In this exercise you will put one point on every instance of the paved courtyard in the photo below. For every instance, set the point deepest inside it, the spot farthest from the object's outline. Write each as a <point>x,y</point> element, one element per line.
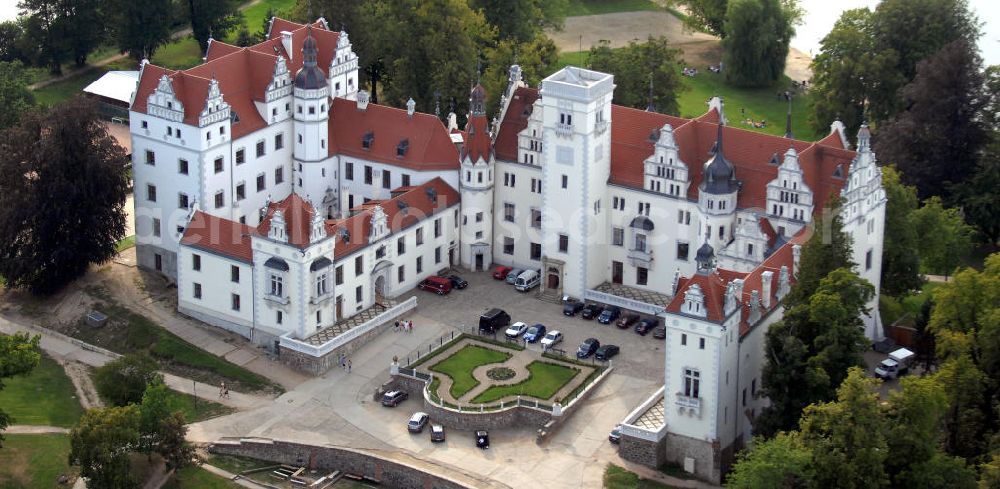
<point>339,409</point>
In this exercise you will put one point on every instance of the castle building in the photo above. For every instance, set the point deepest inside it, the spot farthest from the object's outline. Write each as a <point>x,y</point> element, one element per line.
<point>293,211</point>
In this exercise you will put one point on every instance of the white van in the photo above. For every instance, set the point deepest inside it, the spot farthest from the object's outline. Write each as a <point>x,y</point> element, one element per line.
<point>527,280</point>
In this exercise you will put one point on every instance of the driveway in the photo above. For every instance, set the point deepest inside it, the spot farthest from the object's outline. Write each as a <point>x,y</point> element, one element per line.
<point>338,409</point>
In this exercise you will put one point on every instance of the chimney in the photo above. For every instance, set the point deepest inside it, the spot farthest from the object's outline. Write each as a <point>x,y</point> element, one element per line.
<point>766,279</point>
<point>286,42</point>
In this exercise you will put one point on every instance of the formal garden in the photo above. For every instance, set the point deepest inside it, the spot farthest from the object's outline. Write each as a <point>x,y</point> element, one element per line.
<point>474,371</point>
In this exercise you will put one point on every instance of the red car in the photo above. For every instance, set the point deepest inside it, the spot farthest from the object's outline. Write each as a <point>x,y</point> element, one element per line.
<point>500,273</point>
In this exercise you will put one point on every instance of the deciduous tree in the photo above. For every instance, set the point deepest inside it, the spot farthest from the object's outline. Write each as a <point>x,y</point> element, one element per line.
<point>18,356</point>
<point>62,196</point>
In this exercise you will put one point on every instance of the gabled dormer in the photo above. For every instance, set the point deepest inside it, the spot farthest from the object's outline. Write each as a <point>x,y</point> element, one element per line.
<point>664,170</point>
<point>163,102</point>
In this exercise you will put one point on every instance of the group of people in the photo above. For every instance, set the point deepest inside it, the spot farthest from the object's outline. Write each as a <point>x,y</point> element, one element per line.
<point>405,326</point>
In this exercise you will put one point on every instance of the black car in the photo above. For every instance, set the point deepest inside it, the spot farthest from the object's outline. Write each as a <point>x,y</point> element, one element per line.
<point>482,439</point>
<point>588,347</point>
<point>605,352</point>
<point>645,326</point>
<point>590,311</point>
<point>609,314</point>
<point>457,282</point>
<point>570,308</point>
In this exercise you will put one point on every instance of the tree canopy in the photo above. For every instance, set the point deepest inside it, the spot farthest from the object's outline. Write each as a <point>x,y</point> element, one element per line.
<point>63,155</point>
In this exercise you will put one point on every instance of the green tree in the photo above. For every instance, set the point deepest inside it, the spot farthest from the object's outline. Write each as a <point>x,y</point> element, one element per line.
<point>100,444</point>
<point>15,98</point>
<point>140,28</point>
<point>937,139</point>
<point>633,66</point>
<point>64,154</point>
<point>123,381</point>
<point>848,437</point>
<point>900,258</point>
<point>213,18</point>
<point>756,44</point>
<point>18,356</point>
<point>949,239</point>
<point>778,463</point>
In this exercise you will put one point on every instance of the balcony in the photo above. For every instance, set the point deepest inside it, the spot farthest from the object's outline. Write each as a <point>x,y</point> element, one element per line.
<point>640,257</point>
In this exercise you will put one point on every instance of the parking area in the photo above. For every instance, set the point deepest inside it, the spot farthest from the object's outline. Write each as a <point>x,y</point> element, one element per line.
<point>640,356</point>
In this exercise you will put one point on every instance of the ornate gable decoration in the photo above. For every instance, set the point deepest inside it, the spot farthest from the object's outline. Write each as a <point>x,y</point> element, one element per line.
<point>164,103</point>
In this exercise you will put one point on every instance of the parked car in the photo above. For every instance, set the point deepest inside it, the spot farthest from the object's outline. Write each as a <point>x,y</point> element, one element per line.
<point>516,329</point>
<point>609,314</point>
<point>627,320</point>
<point>438,285</point>
<point>645,326</point>
<point>528,280</point>
<point>534,333</point>
<point>483,439</point>
<point>437,433</point>
<point>570,308</point>
<point>457,282</point>
<point>493,320</point>
<point>513,274</point>
<point>588,347</point>
<point>590,311</point>
<point>393,398</point>
<point>417,422</point>
<point>605,352</point>
<point>616,434</point>
<point>500,273</point>
<point>551,339</point>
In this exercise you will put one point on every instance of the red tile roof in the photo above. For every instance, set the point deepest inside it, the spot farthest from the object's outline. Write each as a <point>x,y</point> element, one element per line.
<point>429,146</point>
<point>219,236</point>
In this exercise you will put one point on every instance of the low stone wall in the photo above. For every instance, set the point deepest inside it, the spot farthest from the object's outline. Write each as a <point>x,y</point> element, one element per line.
<point>327,458</point>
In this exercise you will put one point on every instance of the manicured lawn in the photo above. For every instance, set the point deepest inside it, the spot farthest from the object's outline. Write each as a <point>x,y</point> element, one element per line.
<point>178,55</point>
<point>594,7</point>
<point>34,461</point>
<point>544,381</point>
<point>192,476</point>
<point>459,366</point>
<point>44,397</point>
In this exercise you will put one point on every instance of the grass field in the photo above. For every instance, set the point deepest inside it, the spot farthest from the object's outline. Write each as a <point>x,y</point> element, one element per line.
<point>544,381</point>
<point>459,367</point>
<point>34,461</point>
<point>594,7</point>
<point>192,476</point>
<point>44,397</point>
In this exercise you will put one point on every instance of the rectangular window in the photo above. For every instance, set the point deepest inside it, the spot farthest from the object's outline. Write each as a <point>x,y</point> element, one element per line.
<point>508,212</point>
<point>618,236</point>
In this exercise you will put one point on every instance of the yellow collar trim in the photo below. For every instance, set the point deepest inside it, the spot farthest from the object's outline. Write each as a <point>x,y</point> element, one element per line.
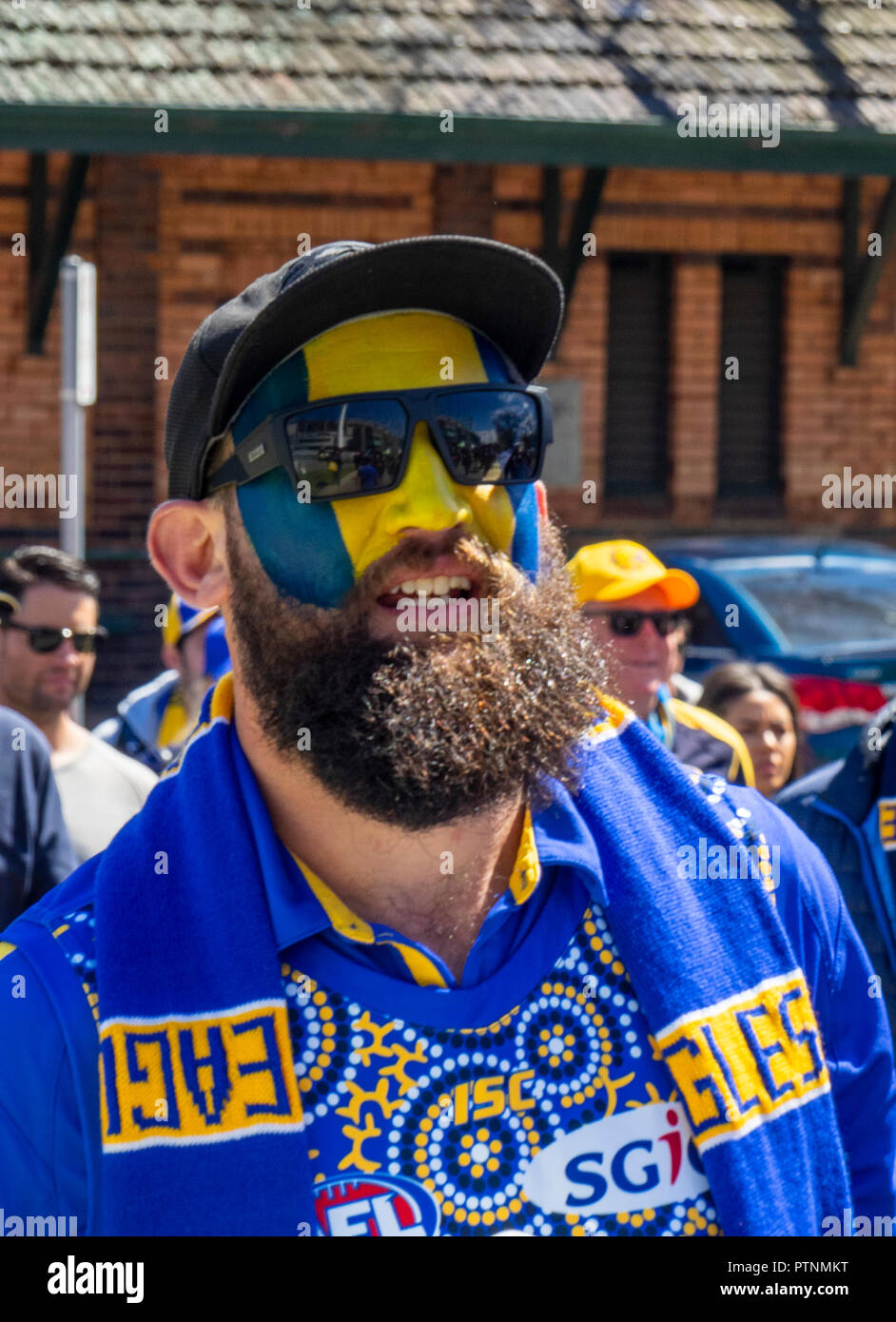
<point>523,880</point>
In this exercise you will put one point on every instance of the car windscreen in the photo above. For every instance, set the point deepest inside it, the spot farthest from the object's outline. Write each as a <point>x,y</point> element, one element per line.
<point>828,604</point>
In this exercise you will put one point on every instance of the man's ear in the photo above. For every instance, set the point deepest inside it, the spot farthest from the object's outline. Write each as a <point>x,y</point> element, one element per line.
<point>186,546</point>
<point>540,496</point>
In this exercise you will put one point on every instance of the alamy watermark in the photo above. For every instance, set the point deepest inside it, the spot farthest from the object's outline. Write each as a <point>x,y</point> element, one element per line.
<point>450,615</point>
<point>858,491</point>
<point>858,1227</point>
<point>705,862</point>
<point>40,491</point>
<point>12,1226</point>
<point>705,118</point>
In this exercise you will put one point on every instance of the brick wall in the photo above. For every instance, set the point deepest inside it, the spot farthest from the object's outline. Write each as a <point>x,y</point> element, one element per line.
<point>173,237</point>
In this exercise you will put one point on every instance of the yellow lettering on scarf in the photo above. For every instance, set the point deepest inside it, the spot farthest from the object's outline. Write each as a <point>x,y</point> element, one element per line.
<point>197,1079</point>
<point>747,1060</point>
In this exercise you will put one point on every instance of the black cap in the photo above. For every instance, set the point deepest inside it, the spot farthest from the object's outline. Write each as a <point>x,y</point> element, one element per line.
<point>509,295</point>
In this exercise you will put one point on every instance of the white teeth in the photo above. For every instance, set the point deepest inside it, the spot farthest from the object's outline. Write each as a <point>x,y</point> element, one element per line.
<point>438,586</point>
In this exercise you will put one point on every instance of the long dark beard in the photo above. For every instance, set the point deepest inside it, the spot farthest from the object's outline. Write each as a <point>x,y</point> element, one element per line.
<point>423,731</point>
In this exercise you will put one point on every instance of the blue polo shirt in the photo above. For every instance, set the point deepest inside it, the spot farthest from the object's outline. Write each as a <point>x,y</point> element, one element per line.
<point>428,1108</point>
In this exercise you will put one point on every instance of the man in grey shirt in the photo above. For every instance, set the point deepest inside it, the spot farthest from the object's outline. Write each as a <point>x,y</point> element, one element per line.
<point>34,850</point>
<point>49,609</point>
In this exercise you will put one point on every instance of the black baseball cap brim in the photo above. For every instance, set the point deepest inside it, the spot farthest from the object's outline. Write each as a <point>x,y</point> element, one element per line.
<point>509,295</point>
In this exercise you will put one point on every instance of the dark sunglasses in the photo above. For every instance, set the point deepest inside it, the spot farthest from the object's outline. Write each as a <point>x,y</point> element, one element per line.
<point>627,624</point>
<point>48,640</point>
<point>360,444</point>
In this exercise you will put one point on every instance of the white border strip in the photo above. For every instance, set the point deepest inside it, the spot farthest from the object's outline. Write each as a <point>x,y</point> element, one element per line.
<point>196,1139</point>
<point>708,1012</point>
<point>231,1012</point>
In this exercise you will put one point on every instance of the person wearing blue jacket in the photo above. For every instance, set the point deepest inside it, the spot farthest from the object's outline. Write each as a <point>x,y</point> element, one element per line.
<point>848,809</point>
<point>421,935</point>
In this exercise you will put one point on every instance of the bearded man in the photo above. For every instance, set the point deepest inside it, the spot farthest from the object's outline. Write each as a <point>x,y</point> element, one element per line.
<point>421,935</point>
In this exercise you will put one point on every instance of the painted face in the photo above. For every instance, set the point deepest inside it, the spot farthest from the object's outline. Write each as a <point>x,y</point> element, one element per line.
<point>318,552</point>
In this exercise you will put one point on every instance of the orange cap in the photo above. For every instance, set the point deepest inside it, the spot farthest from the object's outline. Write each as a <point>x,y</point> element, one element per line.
<point>611,572</point>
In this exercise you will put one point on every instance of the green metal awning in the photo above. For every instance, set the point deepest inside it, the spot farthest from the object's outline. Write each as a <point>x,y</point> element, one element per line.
<point>97,129</point>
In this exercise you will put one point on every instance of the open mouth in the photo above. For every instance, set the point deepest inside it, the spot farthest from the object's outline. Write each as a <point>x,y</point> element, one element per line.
<point>440,587</point>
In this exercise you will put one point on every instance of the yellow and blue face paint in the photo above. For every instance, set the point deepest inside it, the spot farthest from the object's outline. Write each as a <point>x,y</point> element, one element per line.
<point>316,552</point>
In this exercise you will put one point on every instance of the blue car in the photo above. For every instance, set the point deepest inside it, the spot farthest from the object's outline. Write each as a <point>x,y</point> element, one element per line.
<point>824,612</point>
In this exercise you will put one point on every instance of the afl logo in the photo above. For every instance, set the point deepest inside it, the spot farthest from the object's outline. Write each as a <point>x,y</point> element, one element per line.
<point>376,1207</point>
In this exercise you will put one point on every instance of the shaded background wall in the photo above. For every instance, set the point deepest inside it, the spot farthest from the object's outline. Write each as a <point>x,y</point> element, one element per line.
<point>690,267</point>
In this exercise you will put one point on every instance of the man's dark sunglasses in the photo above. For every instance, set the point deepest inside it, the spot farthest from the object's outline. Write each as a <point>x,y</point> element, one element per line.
<point>48,640</point>
<point>360,444</point>
<point>628,624</point>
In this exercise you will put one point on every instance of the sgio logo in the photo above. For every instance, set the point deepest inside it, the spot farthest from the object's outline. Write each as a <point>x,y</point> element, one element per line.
<point>644,1157</point>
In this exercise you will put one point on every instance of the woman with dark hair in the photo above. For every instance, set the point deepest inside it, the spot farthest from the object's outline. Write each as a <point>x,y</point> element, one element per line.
<point>760,704</point>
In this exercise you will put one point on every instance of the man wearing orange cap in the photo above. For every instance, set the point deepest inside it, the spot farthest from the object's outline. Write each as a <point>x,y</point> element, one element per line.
<point>634,606</point>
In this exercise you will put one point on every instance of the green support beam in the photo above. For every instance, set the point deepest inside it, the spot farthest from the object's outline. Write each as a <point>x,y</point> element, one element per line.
<point>369,136</point>
<point>566,257</point>
<point>861,275</point>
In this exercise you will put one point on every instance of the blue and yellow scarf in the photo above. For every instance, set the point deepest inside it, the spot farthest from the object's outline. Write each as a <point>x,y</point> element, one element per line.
<point>201,1116</point>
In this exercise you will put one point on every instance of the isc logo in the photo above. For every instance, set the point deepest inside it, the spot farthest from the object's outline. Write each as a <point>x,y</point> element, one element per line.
<point>374,1207</point>
<point>644,1157</point>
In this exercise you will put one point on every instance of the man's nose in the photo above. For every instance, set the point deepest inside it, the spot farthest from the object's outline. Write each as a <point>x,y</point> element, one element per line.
<point>67,651</point>
<point>427,497</point>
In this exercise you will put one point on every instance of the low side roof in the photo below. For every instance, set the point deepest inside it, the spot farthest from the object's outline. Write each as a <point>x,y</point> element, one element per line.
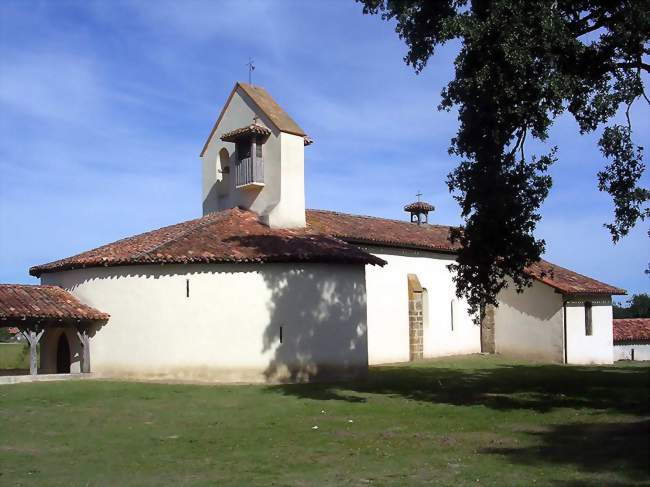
<point>233,235</point>
<point>631,329</point>
<point>265,102</point>
<point>395,233</point>
<point>20,302</point>
<point>568,282</point>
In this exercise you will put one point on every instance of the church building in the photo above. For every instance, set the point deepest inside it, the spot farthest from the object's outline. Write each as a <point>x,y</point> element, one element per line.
<point>260,289</point>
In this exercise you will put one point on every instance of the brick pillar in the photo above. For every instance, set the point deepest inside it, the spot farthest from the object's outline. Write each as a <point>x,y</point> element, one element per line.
<point>488,344</point>
<point>416,318</point>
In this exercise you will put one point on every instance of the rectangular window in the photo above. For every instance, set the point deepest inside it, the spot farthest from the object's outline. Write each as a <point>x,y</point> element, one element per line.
<point>588,324</point>
<point>243,150</point>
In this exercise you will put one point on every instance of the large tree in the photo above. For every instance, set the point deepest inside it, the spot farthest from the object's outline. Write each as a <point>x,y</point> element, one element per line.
<point>521,64</point>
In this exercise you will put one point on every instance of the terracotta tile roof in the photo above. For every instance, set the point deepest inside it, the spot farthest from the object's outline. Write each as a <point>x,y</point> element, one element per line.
<point>381,231</point>
<point>20,302</point>
<point>395,233</point>
<point>569,282</point>
<point>234,235</point>
<point>631,329</point>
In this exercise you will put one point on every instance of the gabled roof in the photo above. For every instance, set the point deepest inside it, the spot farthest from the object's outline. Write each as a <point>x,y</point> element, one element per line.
<point>233,235</point>
<point>22,302</point>
<point>281,119</point>
<point>396,233</point>
<point>631,329</point>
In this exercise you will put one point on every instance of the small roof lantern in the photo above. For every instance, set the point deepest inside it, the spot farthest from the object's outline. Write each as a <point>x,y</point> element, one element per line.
<point>419,211</point>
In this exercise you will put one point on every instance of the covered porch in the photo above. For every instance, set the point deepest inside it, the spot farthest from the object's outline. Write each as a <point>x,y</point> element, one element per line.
<point>54,321</point>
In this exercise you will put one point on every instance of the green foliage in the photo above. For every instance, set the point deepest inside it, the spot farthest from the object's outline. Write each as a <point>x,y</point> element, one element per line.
<point>5,336</point>
<point>521,64</point>
<point>637,307</point>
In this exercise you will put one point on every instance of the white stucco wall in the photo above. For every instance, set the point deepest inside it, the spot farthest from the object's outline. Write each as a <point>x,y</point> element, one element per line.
<point>530,324</point>
<point>597,348</point>
<point>623,350</point>
<point>388,320</point>
<point>229,327</point>
<point>281,202</point>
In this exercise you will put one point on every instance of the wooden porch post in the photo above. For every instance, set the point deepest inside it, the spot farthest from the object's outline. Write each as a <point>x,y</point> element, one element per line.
<point>85,347</point>
<point>33,338</point>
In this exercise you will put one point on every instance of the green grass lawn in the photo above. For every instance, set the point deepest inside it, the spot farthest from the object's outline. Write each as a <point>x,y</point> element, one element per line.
<point>458,421</point>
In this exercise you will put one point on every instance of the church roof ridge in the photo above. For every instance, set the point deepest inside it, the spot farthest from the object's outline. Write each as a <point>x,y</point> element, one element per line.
<point>234,235</point>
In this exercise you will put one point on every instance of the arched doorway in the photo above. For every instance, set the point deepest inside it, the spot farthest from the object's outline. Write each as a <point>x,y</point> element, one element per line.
<point>63,355</point>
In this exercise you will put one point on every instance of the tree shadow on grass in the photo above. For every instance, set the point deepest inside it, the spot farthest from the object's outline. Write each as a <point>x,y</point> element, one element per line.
<point>541,388</point>
<point>595,448</point>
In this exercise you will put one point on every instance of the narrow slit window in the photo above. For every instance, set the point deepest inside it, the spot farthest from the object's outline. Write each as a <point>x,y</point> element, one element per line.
<point>425,307</point>
<point>451,314</point>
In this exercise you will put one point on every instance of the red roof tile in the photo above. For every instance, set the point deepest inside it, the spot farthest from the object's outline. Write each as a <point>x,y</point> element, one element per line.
<point>631,329</point>
<point>20,302</point>
<point>395,233</point>
<point>233,235</point>
<point>239,236</point>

^^^^

## To do
Reproduce word for word the part of the material that opens with the line containing "the isc logo" and closes with the line containing "<point>260,289</point>", including both of those lines. Leave the pictures out of your answer.

## Output
In this exercise you will put one point on every instance of the isc logo in the photo above. For every instance, set the point deepest inside it, the spot farthest from the object's outline. Write each as a <point>x,y</point> element, one element per line.
<point>374,1207</point>
<point>644,1157</point>
In this exercise you will put one point on every instance of the man's nose in the photo above. For every instance, set the point deepest inside it, the spot farthest from the object's outline. Write each as a <point>x,y</point> element, one element per line.
<point>67,651</point>
<point>427,497</point>
In this exercise you will put one point on every instance of the low side roof in the photo below. For every instance, set the point deepest inside it, the spot farthest from the object's outline. Write each as a <point>x,y</point> element, one element per line.
<point>233,235</point>
<point>631,329</point>
<point>265,102</point>
<point>395,233</point>
<point>20,302</point>
<point>568,282</point>
In this exercise you will put one point on every instance of the church building in the photo above. For every instance, set the point deepest inside it, the spot farthest from the object's outline. Write each as a <point>x,y</point> element, one element per line.
<point>260,289</point>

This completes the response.